## AIM
Write each line exactly as it stands, from the line containing "Check that every instance of the gutter" through the end of the data.

## RECORD LIST
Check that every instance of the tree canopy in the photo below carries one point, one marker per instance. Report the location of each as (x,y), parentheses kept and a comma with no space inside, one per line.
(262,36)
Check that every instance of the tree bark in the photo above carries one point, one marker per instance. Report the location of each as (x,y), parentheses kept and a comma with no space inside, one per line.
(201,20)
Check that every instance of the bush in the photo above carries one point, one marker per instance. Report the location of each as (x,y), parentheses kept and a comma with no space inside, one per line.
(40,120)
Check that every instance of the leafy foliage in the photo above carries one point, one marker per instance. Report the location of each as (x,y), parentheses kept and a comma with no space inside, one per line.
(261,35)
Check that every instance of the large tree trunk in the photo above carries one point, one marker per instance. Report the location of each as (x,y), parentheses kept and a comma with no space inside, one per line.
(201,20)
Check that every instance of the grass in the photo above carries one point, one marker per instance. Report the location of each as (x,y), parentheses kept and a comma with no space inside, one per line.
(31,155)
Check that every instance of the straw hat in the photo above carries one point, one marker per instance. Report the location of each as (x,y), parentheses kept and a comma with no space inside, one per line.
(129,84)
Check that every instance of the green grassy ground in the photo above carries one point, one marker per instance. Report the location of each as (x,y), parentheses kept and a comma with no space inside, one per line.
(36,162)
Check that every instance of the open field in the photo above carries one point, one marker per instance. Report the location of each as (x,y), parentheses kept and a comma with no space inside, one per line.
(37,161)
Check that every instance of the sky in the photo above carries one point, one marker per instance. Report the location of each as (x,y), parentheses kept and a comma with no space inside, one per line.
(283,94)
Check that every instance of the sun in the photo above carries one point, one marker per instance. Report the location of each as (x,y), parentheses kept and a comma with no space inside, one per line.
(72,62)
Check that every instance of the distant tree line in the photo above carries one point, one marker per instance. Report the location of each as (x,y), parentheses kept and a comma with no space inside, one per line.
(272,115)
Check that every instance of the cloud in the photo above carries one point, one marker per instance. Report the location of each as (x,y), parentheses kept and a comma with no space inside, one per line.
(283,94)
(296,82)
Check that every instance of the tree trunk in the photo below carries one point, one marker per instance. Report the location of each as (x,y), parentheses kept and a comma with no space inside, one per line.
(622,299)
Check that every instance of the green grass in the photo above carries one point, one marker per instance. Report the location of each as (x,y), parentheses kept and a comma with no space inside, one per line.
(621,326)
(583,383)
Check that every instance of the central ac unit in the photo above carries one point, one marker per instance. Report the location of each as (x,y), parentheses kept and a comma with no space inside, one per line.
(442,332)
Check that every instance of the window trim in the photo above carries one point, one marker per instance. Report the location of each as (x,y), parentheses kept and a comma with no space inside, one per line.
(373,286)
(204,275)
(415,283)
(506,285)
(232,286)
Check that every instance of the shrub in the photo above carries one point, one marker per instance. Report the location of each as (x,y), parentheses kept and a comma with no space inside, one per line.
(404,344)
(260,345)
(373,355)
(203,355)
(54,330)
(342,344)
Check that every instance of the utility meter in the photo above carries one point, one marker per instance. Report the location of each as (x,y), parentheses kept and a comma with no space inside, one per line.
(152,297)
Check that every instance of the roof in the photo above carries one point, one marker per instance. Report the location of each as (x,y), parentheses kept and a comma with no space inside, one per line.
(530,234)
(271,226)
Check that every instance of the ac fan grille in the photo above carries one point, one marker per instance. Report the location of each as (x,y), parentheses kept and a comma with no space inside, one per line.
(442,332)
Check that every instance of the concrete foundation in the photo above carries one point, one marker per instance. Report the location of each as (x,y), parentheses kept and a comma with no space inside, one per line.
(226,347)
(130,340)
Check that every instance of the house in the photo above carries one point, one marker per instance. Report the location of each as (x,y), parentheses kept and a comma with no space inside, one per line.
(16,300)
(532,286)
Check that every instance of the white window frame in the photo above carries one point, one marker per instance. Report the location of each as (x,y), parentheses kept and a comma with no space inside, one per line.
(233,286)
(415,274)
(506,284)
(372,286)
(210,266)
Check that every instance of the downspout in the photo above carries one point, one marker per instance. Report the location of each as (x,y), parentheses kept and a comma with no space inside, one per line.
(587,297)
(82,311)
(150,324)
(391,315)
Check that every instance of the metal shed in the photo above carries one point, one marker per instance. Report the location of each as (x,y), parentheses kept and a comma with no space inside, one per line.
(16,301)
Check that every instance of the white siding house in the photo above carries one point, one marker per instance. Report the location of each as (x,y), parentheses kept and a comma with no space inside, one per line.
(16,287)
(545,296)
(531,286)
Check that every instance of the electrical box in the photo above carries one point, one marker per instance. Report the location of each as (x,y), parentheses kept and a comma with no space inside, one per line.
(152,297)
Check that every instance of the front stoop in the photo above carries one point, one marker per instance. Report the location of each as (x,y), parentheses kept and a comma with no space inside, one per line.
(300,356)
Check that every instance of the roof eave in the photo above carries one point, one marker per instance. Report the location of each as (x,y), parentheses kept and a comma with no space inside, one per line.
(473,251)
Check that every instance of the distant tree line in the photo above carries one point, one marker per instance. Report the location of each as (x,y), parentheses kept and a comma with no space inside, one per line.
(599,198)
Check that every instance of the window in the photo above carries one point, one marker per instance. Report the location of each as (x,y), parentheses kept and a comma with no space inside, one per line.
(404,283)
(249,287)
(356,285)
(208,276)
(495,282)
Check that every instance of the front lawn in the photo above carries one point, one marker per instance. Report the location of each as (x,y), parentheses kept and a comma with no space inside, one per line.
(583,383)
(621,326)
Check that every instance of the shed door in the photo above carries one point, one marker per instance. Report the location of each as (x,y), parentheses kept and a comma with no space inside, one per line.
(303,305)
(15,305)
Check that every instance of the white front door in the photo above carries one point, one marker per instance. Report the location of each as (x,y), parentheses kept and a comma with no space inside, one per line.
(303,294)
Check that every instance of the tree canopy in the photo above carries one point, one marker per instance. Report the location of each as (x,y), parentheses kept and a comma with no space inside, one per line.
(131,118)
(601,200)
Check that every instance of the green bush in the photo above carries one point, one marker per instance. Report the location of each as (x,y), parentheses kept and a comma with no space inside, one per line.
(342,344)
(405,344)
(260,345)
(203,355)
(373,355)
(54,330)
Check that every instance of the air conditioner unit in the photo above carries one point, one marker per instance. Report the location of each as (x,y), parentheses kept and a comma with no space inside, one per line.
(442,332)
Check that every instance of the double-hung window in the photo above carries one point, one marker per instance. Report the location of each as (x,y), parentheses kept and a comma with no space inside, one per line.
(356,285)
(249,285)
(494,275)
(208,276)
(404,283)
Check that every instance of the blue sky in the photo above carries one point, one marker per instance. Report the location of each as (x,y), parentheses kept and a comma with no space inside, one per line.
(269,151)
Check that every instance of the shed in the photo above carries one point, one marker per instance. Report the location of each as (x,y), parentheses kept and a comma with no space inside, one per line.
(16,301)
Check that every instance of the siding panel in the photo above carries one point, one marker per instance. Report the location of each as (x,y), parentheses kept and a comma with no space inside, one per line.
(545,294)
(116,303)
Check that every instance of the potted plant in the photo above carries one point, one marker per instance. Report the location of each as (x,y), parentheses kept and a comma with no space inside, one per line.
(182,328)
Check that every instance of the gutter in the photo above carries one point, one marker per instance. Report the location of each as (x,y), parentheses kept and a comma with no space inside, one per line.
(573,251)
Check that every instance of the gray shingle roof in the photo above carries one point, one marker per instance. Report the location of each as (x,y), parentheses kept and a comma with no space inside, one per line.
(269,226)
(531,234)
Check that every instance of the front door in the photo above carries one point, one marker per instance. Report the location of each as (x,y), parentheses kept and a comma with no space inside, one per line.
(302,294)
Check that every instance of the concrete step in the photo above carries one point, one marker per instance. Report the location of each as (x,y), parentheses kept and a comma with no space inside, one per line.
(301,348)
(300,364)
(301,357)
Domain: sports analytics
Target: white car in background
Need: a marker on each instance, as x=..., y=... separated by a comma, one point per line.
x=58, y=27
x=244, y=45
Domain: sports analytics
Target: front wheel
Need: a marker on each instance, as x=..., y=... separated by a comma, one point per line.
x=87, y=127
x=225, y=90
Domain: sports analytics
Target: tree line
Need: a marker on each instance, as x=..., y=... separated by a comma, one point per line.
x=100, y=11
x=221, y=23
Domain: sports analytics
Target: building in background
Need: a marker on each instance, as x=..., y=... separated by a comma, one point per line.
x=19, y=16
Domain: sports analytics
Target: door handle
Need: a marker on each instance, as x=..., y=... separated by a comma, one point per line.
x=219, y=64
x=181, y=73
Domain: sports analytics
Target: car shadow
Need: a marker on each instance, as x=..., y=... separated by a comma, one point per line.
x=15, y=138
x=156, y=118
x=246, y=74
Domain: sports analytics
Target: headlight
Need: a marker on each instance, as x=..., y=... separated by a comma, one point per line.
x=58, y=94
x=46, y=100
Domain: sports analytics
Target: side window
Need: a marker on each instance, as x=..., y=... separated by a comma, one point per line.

## ANSWER TO THE EXERCISE
Check that every instance of the gutter in the photo above carries one point, one marker per instance. Report the location of each as (x,y), parentheses kept and a comma with no space inside, one per line.
(573,251)
Check that every instance of the gray shingle roof in the photo above carries one point, one marker per instance. Report the location of each as (x,y), parentheses kept and a comma with no space inside, one per line.
(269,226)
(531,234)
Check that every instance of the front door in the photo above carries one point, one marker per instance. Report the location of each as (x,y), parentheses kept and a comma with no space inside, one per line.
(302,294)
Check that every instance of the concrete step in the photo above carries one point, one marker per instance. Report the location of each as (x,y), parentheses kept and a comma with no space inside, one per line.
(301,348)
(300,364)
(301,357)
Domain: sports analytics
Target: white car in background
Need: a marker on each instance, as x=..., y=... separated by a comma, one point per line.
x=58, y=27
x=244, y=45
Domain: sports analytics
Target: front wheel
Need: a marker on each instance, as x=..., y=... separated by a comma, one point per line.
x=87, y=127
x=225, y=90
Domain: sports analytics
Target: tree line
Need: a marker on each instance, as x=..., y=... separated by a comma, one point per line.
x=100, y=11
x=221, y=23
Domain: sports analytics
Target: building in background
Need: a marker on each instance, as x=..., y=... separated by a comma, one point per line.
x=19, y=16
Domain: sports analytics
Target: door handle
Need: a marker on each instance, as x=..., y=... separated by a comma, one point per line.
x=219, y=64
x=181, y=73
Domain: sports analytics
Target: car shadow
Need: a marker on each instance, as x=..., y=... separated by a comma, one point per line.
x=15, y=138
x=156, y=118
x=246, y=74
Domain: sports analytics
Target: headlight
Need: a marker on each instance, as x=..., y=... separated by a comma, one point per line.
x=58, y=94
x=46, y=100
Domain: sports analytics
Target: side window
Need: a marker on each instance, as x=..., y=... separated by a comma, one point per line.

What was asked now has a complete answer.